## FRAGMENT
Nasza Loteria SR - pasek na kartach artykułów

Sulechowskie porządki w... śmieciach

Eugeniusz Kurzawa 68 324 88 54 [email protected]
Po wejściu w życie nowej "ustawy śmieciowej” wszystkie odpady trafią do kubłów, a nie do lasów i jezior. Takie przynajmniej jest mniemanie Ustawodawcy.
Po wejściu w życie nowej "ustawy śmieciowej” wszystkie odpady trafią do kubłów, a nie do lasów i jezior. Takie przynajmniej jest mniemanie Ustawodawcy. Paweł Janczaruk
Idzie nowe! Wkrótce odpadami komunalnymi będzie zarządzać lokalny samorząd. Ale my, obywatele, zapłacimy nowy podatek - "śmieciowy". Czy dzięki temu odetchną nasze lasy i wody? Czy przestaniemy zarzucać je resztkami?

## POLECENIE 1
Sprawdź, czy poniższe stwierdzenia zgadzają się z fragmentem o sulechowskich porządkach w śmieciach. Przy każdym odpowiedz „tak” lub „nie” i przytocz słowa fragmentu, które o tym przesądzają.
(a) Odpadami komunalnymi wkrótce będzie zarządzać lokalny samorząd.
(b) Obywatele nie zapłacą żadnego nowego podatku.
(c) Zdaniem Ustawodawcy po wejściu w życie nowej ustawy wszystkie odpady trafią do kubłów.

(Rekordy z adnotacjami punktowymi)

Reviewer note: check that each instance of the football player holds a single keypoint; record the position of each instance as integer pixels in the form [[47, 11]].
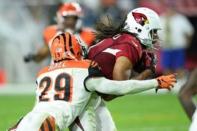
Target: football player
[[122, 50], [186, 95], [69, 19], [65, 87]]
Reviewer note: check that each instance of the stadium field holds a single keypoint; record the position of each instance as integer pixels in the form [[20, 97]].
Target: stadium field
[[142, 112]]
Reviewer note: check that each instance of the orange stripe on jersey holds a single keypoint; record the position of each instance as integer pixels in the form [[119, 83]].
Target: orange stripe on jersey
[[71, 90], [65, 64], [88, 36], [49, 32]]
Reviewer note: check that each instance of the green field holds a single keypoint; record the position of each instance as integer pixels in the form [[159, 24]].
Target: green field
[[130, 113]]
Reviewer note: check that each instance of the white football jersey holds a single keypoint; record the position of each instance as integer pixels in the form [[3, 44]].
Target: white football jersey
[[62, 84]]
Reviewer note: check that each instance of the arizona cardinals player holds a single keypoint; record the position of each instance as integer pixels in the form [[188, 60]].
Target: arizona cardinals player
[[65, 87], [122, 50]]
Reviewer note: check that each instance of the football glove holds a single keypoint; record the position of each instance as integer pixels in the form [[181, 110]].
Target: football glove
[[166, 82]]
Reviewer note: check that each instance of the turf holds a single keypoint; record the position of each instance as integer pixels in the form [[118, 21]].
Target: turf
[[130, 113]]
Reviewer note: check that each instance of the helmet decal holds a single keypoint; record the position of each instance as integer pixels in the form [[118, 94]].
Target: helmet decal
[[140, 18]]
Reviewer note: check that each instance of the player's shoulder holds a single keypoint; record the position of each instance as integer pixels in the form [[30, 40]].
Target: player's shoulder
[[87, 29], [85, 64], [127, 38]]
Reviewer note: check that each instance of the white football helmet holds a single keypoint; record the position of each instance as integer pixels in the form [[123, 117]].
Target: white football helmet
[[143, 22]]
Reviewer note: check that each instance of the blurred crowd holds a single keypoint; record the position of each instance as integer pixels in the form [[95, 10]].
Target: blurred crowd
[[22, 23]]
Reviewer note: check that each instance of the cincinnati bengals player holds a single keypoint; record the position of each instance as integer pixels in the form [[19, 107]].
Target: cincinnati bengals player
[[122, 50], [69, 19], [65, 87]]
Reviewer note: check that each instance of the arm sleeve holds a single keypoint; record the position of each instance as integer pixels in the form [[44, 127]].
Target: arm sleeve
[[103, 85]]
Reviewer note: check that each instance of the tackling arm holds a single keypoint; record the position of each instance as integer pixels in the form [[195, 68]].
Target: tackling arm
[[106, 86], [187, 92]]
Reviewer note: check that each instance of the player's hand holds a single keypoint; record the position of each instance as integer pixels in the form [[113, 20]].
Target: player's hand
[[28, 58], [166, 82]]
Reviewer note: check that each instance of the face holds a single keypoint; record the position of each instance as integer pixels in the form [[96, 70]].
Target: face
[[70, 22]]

## POLECENIE 2
Policz wiersze rekordów, w których występuje słowo "orange". Podaj wyłącznie liczbę.

## ROZWIĄZANIE 1
(a) Tak: „Wkrótce odpadami komunalnymi będzie zarządzać lokalny samorząd.”
(b) Nie: „Ale my, obywatele, zapłacimy nowy podatek”
(c) Tak: „wszystkie odpady trafią do kubłów, a nie do lasów i jezior. Takie przynajmniej jest mniemanie Ustawodawcy.”

## ROZWIĄZANIE 2
2